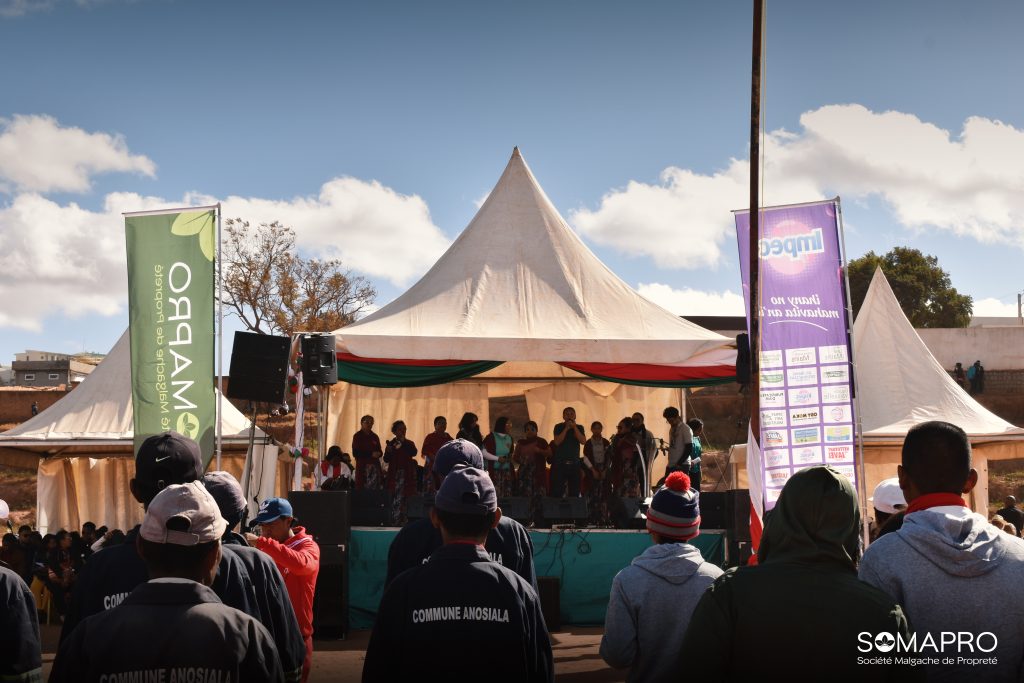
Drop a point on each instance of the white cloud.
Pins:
(22, 7)
(967, 184)
(38, 155)
(65, 259)
(58, 259)
(478, 202)
(372, 228)
(692, 302)
(991, 307)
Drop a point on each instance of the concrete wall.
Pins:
(15, 403)
(997, 348)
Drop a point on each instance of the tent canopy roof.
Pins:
(98, 413)
(519, 285)
(901, 382)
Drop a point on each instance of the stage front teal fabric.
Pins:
(584, 560)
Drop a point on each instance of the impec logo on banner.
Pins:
(793, 246)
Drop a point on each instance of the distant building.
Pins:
(46, 369)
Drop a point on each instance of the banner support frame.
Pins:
(861, 479)
(220, 344)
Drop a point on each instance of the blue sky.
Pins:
(376, 128)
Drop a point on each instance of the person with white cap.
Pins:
(173, 627)
(275, 608)
(888, 501)
(461, 599)
(651, 600)
(111, 574)
(508, 543)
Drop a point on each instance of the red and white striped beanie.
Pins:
(675, 510)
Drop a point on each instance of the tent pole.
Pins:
(220, 345)
(755, 231)
(858, 425)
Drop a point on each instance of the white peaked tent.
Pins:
(519, 287)
(901, 384)
(83, 445)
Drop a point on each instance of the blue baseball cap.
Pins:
(457, 452)
(467, 491)
(273, 508)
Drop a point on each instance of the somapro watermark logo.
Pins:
(947, 641)
(961, 648)
(884, 642)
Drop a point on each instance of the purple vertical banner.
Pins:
(806, 373)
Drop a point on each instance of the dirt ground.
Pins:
(574, 651)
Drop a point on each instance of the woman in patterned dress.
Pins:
(368, 452)
(498, 452)
(531, 454)
(597, 464)
(399, 457)
(626, 461)
(431, 443)
(469, 429)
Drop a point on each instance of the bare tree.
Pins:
(272, 290)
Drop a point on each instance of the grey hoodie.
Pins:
(649, 608)
(953, 571)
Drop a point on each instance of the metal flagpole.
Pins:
(220, 345)
(755, 232)
(861, 479)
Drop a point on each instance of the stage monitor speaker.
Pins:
(320, 359)
(549, 590)
(738, 501)
(371, 508)
(714, 510)
(515, 507)
(418, 507)
(259, 368)
(331, 598)
(565, 509)
(325, 514)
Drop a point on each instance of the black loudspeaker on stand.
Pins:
(259, 368)
(320, 360)
(327, 516)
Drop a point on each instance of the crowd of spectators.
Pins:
(50, 563)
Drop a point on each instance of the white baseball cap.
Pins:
(888, 497)
(190, 502)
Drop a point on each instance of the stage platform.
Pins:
(585, 560)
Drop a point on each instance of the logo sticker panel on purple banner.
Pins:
(806, 379)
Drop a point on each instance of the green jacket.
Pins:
(799, 614)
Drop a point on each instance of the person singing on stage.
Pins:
(431, 443)
(498, 445)
(368, 452)
(400, 471)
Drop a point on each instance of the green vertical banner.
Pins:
(171, 315)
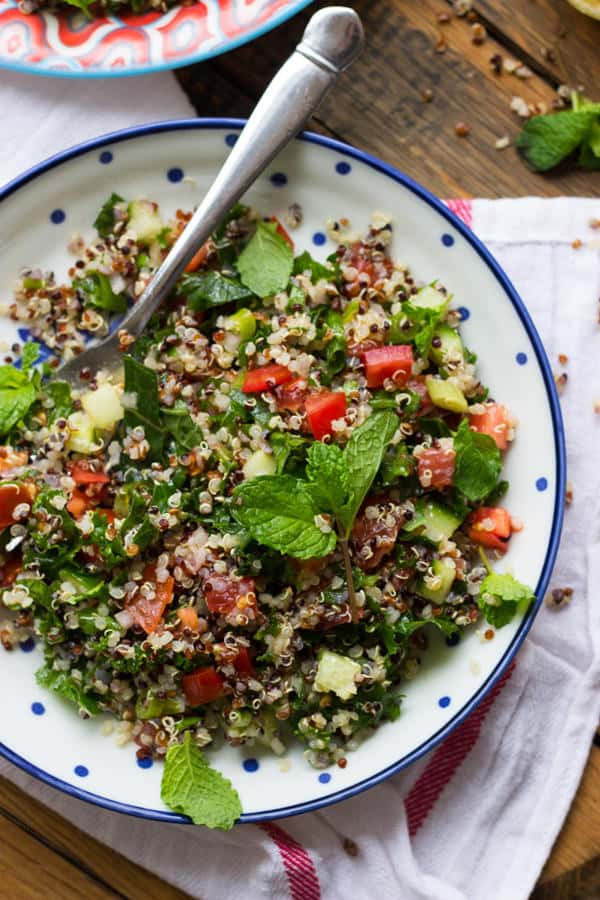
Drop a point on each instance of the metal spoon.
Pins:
(331, 42)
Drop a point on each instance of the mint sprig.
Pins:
(191, 786)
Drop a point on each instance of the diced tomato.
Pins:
(10, 459)
(202, 686)
(147, 612)
(11, 496)
(323, 409)
(81, 474)
(243, 663)
(490, 526)
(291, 396)
(11, 568)
(436, 467)
(494, 421)
(225, 595)
(393, 362)
(199, 258)
(188, 617)
(265, 378)
(281, 230)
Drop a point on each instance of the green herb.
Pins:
(17, 395)
(547, 140)
(477, 464)
(98, 293)
(204, 290)
(279, 511)
(143, 383)
(500, 596)
(193, 788)
(266, 262)
(105, 220)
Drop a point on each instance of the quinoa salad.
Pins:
(251, 532)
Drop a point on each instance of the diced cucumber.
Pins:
(451, 347)
(446, 395)
(433, 521)
(431, 298)
(260, 463)
(144, 220)
(336, 673)
(445, 570)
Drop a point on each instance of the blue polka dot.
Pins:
(175, 174)
(278, 179)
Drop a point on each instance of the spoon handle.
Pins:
(332, 40)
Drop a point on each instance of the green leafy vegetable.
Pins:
(266, 262)
(204, 290)
(477, 464)
(105, 220)
(279, 511)
(17, 395)
(193, 788)
(143, 383)
(98, 293)
(500, 596)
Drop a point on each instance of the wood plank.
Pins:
(537, 26)
(70, 852)
(378, 105)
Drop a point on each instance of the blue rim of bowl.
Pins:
(559, 446)
(245, 38)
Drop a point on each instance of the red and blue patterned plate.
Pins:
(70, 45)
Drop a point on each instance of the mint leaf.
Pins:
(265, 264)
(363, 456)
(500, 596)
(105, 220)
(477, 463)
(97, 292)
(328, 476)
(17, 395)
(279, 511)
(546, 140)
(143, 382)
(204, 290)
(193, 788)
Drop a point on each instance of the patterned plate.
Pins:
(72, 46)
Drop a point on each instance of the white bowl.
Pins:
(174, 163)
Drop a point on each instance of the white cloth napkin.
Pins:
(477, 818)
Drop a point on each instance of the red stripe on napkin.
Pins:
(301, 873)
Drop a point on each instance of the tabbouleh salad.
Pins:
(249, 534)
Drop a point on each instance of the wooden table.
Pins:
(402, 102)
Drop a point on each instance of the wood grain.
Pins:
(378, 105)
(45, 853)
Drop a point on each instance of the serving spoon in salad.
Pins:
(331, 42)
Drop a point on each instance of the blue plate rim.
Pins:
(246, 38)
(559, 446)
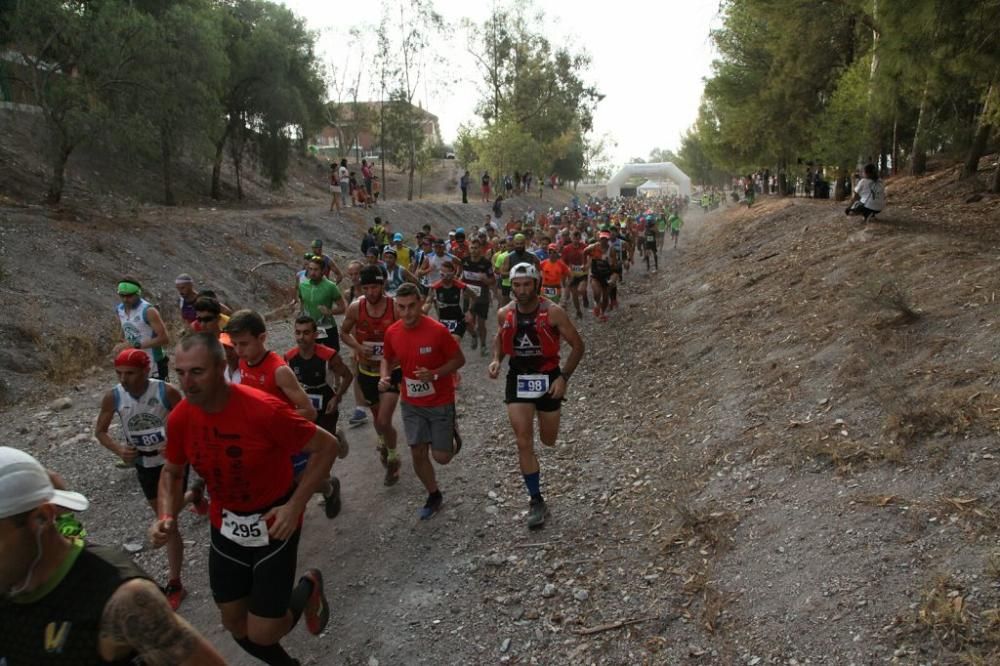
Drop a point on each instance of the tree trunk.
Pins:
(58, 173)
(413, 168)
(165, 155)
(217, 170)
(381, 147)
(895, 145)
(983, 131)
(918, 160)
(839, 190)
(873, 129)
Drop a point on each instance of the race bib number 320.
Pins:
(416, 388)
(532, 386)
(245, 530)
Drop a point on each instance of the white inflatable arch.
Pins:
(656, 169)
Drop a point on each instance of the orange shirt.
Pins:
(553, 272)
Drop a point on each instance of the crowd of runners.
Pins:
(250, 434)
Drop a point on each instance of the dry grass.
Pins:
(709, 529)
(956, 411)
(943, 614)
(889, 295)
(965, 635)
(275, 252)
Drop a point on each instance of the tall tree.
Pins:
(180, 71)
(77, 56)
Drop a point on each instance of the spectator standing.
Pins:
(367, 173)
(343, 177)
(486, 187)
(463, 184)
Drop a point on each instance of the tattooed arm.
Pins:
(138, 619)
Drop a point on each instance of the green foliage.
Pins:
(843, 133)
(534, 97)
(843, 82)
(403, 138)
(76, 58)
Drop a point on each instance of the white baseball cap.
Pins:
(25, 485)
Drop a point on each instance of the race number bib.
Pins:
(532, 386)
(418, 388)
(149, 444)
(468, 276)
(250, 531)
(375, 349)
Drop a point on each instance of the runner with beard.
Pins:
(529, 332)
(428, 356)
(241, 441)
(477, 273)
(518, 254)
(446, 296)
(363, 331)
(311, 362)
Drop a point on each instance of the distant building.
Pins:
(341, 137)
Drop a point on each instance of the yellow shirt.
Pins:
(402, 255)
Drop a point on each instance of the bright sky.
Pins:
(648, 59)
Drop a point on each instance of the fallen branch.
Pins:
(613, 625)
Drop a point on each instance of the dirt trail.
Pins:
(781, 450)
(402, 591)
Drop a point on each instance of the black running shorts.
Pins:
(546, 403)
(369, 385)
(262, 575)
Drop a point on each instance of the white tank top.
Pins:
(144, 421)
(136, 328)
(435, 262)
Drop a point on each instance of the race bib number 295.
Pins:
(244, 530)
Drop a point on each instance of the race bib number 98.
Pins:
(375, 349)
(248, 531)
(416, 388)
(532, 386)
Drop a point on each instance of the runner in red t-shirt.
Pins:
(266, 370)
(240, 441)
(428, 355)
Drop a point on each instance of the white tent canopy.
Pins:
(655, 186)
(656, 169)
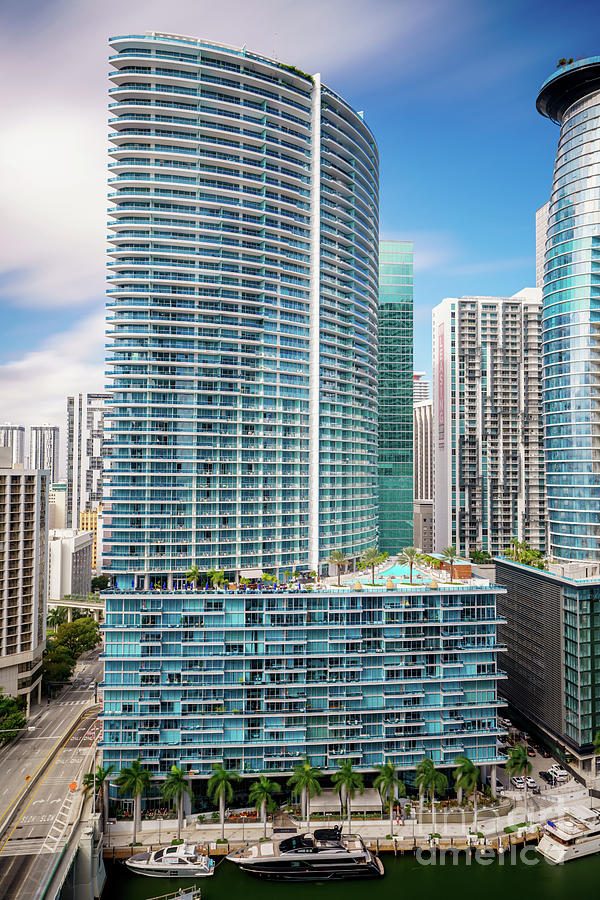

────

▶ TASK TO COMPLETE: Identify every line in the listing above that contains the word "patterned" and copy each one out in full.

▶ FINAL RESULT:
Drop a point on each instance of the woman in patterned dress.
Drop a point on each instance of the red and blue patterned plate.
Drop a point on each instance of the patterned plate.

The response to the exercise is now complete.